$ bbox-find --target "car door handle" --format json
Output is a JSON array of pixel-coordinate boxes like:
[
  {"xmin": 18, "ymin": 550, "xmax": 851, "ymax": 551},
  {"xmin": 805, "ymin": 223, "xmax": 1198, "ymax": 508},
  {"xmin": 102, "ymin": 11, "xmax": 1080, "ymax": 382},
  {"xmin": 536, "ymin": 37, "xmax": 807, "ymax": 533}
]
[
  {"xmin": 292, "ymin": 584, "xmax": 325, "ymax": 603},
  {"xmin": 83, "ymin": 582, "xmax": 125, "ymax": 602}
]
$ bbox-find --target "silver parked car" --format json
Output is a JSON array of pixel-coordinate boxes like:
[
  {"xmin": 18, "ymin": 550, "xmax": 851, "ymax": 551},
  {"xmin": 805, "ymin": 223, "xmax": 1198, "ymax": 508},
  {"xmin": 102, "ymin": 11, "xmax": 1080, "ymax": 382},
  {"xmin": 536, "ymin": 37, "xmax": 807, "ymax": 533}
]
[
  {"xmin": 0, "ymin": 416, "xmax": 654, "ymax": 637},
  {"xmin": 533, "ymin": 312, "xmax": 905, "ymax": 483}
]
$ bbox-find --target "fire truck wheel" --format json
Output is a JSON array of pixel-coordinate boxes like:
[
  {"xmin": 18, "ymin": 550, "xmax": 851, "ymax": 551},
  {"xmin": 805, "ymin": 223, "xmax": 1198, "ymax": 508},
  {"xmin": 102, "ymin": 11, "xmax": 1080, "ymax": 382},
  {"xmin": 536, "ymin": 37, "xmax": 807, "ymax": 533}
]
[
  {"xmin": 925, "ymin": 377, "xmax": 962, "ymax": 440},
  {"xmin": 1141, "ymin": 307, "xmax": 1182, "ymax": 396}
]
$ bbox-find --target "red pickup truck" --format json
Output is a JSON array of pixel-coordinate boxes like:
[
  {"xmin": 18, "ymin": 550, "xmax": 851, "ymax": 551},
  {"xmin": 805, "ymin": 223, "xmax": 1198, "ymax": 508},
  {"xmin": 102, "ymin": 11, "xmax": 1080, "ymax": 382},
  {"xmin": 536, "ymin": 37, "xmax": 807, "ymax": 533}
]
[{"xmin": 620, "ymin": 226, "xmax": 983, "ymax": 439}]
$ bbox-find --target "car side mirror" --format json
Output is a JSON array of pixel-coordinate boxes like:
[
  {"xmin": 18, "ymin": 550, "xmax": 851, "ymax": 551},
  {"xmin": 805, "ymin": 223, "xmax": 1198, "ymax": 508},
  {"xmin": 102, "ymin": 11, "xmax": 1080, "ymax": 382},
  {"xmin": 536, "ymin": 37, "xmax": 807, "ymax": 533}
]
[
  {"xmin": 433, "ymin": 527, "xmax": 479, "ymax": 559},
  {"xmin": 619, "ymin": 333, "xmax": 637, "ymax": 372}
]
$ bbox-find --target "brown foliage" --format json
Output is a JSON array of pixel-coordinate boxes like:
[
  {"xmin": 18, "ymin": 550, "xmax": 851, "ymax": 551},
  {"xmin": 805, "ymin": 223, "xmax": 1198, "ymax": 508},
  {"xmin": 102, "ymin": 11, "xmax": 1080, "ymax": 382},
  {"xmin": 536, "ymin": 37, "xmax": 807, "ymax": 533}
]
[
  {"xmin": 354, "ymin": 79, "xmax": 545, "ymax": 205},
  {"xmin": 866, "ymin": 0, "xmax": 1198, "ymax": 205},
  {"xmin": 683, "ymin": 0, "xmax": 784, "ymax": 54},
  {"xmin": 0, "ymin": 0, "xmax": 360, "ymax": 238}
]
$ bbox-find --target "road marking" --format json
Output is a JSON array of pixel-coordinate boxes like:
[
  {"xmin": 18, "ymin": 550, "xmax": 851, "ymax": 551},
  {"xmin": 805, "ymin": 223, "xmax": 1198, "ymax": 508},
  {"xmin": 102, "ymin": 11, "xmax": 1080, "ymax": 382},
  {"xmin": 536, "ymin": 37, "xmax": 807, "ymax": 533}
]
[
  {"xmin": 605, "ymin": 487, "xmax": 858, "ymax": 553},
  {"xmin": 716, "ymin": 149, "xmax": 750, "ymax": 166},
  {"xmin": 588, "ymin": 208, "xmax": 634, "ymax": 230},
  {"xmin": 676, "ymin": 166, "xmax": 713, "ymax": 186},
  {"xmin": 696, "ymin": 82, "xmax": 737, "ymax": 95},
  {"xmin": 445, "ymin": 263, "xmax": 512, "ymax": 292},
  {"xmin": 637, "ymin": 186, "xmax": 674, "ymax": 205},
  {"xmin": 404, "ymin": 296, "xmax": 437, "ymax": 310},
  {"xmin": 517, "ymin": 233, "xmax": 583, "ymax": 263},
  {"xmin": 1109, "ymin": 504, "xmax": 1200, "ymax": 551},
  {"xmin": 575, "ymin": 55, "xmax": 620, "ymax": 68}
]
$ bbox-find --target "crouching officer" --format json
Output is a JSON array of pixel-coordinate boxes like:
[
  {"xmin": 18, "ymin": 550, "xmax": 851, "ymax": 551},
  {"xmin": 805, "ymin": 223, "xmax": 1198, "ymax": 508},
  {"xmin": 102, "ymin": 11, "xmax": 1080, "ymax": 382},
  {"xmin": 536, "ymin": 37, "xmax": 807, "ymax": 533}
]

==*==

→ **任务要求**
收集上面记录中含有字符串“target”的每一行，区分大小写。

→ **结果如下**
$ bbox-find --target "car door handle" --format json
$ bbox-find --target "silver parked car" --format json
$ bbox-find --target "fire truck wheel" --format json
$ bbox-find --target "red pickup truck" --format json
$ bbox-find --target "car side mirror" --format json
$ bbox-find --target "brown foliage" --format json
$ bbox-find --target "road marking" --format json
$ bbox-find --target "crouching officer" --format json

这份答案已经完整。